Stored records =
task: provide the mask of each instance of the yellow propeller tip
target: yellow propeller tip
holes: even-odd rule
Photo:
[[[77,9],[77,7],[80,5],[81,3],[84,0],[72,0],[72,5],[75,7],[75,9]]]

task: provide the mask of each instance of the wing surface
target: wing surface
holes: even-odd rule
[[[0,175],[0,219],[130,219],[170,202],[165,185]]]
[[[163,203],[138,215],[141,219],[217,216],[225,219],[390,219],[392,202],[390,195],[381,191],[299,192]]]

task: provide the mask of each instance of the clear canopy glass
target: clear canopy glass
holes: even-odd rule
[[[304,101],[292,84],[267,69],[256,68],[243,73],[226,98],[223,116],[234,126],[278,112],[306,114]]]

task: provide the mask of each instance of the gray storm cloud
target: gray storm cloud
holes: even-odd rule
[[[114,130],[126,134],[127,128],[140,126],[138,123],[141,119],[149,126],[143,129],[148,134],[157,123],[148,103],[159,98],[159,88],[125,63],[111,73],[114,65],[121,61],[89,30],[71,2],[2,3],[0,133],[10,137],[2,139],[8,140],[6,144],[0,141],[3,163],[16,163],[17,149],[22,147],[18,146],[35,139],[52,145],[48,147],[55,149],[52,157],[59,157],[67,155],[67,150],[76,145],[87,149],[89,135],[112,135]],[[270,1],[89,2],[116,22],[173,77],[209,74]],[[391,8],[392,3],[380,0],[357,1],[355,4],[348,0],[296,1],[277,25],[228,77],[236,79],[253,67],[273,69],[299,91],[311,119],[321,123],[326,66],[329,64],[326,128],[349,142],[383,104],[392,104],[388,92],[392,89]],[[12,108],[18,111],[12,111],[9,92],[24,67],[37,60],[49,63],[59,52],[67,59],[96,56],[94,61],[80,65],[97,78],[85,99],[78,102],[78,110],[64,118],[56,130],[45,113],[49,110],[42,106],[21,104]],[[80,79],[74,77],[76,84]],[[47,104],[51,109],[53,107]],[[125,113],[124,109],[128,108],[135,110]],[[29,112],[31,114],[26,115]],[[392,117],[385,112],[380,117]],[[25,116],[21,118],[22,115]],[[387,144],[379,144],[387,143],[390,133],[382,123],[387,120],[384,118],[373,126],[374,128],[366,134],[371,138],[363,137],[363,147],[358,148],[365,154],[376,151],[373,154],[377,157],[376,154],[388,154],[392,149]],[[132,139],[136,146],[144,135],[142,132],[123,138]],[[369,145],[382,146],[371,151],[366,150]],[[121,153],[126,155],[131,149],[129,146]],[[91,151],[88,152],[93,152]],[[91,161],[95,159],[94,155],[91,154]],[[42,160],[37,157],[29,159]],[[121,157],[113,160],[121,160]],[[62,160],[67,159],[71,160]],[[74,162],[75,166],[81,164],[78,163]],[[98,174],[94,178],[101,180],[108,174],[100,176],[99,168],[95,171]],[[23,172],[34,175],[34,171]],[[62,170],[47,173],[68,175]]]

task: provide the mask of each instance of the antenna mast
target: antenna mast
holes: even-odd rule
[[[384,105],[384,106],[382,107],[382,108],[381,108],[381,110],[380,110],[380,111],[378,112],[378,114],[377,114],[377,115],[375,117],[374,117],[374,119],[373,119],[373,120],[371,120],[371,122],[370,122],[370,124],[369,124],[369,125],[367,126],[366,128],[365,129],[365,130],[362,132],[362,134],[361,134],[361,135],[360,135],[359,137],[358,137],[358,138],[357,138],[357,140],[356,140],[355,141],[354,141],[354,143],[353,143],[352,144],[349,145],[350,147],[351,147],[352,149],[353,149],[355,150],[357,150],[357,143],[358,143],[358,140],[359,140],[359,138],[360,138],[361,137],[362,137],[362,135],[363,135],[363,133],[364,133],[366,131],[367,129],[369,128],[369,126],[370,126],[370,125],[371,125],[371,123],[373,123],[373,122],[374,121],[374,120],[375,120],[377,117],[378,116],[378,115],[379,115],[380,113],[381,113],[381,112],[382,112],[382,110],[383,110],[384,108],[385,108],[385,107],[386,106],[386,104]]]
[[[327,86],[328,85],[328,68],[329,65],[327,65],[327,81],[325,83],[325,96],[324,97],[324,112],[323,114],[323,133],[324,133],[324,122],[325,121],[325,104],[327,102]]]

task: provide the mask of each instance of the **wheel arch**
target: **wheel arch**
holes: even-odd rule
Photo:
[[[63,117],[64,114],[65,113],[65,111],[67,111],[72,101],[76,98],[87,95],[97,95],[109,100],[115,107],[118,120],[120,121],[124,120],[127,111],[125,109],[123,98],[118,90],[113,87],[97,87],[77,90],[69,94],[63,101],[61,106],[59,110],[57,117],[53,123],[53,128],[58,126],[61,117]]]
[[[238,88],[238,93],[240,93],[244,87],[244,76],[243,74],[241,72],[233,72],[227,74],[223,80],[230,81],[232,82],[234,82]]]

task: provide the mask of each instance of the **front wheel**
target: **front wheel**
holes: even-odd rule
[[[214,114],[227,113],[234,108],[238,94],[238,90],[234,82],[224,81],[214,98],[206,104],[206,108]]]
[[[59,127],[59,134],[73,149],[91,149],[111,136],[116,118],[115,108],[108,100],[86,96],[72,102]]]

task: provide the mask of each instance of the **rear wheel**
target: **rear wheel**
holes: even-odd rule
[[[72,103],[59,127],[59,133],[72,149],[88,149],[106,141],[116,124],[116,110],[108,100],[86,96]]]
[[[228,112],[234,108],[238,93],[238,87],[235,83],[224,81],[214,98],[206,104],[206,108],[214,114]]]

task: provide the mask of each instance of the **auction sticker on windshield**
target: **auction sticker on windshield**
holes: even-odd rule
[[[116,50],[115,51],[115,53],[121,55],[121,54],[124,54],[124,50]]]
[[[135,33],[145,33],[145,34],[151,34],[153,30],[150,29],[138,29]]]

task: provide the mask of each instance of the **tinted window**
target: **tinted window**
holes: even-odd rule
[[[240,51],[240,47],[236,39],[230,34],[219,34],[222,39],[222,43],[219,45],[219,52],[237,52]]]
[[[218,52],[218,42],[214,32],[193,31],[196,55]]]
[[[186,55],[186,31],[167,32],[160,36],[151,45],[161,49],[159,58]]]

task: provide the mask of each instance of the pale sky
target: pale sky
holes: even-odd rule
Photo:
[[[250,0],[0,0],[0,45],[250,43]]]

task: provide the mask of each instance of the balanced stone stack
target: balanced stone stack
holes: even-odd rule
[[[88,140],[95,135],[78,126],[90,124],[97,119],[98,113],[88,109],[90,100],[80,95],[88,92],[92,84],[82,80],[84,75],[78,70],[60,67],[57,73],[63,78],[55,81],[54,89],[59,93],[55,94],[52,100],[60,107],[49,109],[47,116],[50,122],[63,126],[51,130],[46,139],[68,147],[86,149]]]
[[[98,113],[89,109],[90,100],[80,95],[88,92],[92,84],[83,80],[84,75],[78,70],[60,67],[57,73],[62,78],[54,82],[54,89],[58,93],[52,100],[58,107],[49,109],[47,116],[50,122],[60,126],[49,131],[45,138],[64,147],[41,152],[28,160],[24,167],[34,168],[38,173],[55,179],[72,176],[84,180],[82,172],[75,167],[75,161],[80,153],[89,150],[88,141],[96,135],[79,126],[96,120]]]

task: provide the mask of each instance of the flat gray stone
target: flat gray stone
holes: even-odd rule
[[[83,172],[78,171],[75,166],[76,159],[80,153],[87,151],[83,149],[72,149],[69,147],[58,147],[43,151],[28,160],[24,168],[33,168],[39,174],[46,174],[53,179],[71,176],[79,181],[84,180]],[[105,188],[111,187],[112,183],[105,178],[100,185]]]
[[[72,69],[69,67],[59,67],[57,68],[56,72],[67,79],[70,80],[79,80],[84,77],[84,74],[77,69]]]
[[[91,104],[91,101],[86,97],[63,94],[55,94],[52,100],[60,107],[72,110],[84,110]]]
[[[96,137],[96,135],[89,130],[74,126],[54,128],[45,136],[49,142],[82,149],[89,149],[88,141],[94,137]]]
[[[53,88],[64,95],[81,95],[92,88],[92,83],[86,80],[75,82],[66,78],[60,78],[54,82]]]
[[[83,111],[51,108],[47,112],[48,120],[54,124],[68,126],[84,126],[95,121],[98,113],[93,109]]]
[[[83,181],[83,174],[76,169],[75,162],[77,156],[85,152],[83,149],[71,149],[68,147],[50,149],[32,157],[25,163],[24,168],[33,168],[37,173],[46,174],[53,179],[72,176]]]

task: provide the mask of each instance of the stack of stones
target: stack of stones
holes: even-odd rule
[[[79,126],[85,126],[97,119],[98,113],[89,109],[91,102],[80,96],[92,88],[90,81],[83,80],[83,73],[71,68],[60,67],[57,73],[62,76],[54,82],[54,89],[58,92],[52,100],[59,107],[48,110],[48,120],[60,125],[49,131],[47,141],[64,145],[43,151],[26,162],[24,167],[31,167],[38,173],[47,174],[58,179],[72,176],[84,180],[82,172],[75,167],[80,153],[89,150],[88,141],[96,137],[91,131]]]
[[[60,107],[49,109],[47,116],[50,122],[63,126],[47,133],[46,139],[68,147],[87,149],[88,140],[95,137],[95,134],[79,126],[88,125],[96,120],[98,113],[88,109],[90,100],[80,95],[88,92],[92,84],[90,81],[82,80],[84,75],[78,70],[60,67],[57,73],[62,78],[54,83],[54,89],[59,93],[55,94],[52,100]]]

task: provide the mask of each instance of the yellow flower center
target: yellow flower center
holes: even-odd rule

Given exercise = Copy the lines from the one containing "task: provide the mask of each instance of the stack" through the end of the records, and put "pile of rocks" in place of each "stack of stones" while keeping everything else unchanged.

Finished task =
task: provide the mask of each instance of the pile of rocks
target: pile of rocks
holes: even-odd rule
[[[79,126],[85,126],[97,119],[98,113],[89,109],[91,102],[80,96],[92,88],[90,81],[83,80],[83,73],[71,68],[60,67],[57,73],[62,76],[54,82],[54,89],[58,92],[52,100],[59,107],[48,110],[48,120],[60,125],[49,131],[47,141],[64,145],[43,151],[26,162],[24,167],[31,167],[38,173],[47,174],[58,179],[72,176],[84,180],[82,172],[75,167],[80,153],[89,150],[88,141],[96,137],[91,131]]]
[[[60,107],[49,109],[47,116],[50,122],[63,126],[47,133],[46,139],[68,147],[87,149],[88,140],[95,137],[95,134],[79,126],[88,125],[96,120],[98,113],[88,109],[90,100],[80,95],[88,92],[92,84],[90,81],[82,80],[84,75],[78,70],[60,67],[57,73],[62,78],[54,83],[54,89],[59,93],[55,94],[52,100]]]

task: provide the mask of each instance of the yellow flower center
target: yellow flower center
holes: even-odd rule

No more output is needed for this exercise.